__Brief__.
Transcribe the stretch of entries below from the line with "of the sage" through the line with "of the skylight", exactly and with both ends included; leave out all other lines.

__The records__.

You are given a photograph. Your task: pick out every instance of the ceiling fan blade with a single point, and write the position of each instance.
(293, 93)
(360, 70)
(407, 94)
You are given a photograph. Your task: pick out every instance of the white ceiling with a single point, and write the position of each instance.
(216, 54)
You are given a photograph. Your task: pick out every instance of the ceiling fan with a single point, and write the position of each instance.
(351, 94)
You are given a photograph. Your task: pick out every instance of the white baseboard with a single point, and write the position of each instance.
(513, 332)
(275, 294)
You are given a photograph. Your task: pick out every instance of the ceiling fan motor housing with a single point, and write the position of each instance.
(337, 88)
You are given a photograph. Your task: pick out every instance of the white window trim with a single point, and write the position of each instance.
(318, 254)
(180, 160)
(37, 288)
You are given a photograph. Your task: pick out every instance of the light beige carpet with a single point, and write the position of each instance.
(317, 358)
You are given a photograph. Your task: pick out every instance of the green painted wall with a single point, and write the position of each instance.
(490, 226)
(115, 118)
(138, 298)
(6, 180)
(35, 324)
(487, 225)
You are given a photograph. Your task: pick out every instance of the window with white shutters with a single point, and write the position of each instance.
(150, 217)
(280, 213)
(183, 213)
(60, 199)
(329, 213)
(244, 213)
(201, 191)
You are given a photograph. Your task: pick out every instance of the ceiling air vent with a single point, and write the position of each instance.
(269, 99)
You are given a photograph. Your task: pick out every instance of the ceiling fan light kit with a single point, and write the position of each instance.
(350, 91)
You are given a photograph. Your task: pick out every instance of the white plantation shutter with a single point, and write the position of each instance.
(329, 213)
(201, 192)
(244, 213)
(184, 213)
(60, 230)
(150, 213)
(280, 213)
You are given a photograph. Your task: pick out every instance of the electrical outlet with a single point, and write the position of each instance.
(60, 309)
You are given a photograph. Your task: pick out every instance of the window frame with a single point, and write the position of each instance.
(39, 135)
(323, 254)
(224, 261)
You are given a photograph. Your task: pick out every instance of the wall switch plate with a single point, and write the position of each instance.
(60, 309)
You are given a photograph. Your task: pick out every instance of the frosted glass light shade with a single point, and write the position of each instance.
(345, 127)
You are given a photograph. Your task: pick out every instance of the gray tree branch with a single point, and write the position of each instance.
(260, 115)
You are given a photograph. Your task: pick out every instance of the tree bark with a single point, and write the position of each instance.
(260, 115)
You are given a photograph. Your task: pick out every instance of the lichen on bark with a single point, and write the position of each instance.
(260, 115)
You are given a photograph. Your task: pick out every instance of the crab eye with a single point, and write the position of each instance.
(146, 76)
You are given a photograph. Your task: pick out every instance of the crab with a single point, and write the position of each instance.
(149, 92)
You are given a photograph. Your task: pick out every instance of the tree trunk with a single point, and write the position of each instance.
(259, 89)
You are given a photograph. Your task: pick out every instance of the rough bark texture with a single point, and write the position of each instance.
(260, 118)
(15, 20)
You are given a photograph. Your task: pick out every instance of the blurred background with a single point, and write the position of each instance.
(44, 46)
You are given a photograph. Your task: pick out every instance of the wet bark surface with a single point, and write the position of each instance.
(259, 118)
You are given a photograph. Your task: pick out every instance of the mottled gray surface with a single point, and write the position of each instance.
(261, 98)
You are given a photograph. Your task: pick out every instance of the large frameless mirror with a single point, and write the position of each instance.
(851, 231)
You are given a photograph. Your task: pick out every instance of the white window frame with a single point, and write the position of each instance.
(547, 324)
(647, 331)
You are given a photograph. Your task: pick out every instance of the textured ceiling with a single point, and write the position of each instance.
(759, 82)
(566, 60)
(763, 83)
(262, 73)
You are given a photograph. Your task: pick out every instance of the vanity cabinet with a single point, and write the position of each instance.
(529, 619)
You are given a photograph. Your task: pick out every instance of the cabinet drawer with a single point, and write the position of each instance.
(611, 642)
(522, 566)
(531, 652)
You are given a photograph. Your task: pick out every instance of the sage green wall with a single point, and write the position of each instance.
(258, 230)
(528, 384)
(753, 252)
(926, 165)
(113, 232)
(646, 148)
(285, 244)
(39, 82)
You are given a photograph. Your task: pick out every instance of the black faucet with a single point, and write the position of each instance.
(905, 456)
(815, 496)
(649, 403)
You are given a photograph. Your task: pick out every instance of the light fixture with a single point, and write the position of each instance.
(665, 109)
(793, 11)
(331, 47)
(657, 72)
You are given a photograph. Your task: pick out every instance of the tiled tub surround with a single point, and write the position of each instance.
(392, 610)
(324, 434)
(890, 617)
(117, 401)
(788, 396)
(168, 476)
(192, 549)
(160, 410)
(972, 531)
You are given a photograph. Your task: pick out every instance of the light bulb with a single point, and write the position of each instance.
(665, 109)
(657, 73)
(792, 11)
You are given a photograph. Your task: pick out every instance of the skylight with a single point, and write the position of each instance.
==
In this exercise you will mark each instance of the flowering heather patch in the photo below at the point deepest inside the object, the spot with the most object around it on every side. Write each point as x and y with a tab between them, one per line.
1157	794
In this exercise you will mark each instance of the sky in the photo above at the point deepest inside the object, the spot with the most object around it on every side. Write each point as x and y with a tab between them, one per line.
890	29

__Response to the exercise__.
You are given a photograph. Your task: pick out every instance of the sage green wall with a single point, and write the position of each instance.
(258, 230)
(528, 384)
(753, 252)
(926, 165)
(113, 232)
(646, 148)
(285, 244)
(39, 82)
You are given a photograph. Your task: pick out every instance of the black faucet with a single point, and write the position of each instance.
(905, 456)
(815, 496)
(649, 403)
You are given a photograph. Your task: pick out every instance of the light fixture with a single point, and write the position of each instance.
(665, 109)
(793, 11)
(331, 47)
(657, 72)
You are given a photograph. Your task: pick out every instance of the tiled tub surround with a single point, and write the position of each instance.
(392, 610)
(324, 434)
(890, 617)
(117, 401)
(788, 396)
(168, 476)
(192, 549)
(160, 410)
(972, 531)
You are given a photograph. Your task: pick out every instance of the light bulb with a single point, and write the position of each instance.
(665, 109)
(657, 73)
(792, 11)
You are given a photograph. Your task: pick out every instance of the skylight with a single point, and write the position of each instance.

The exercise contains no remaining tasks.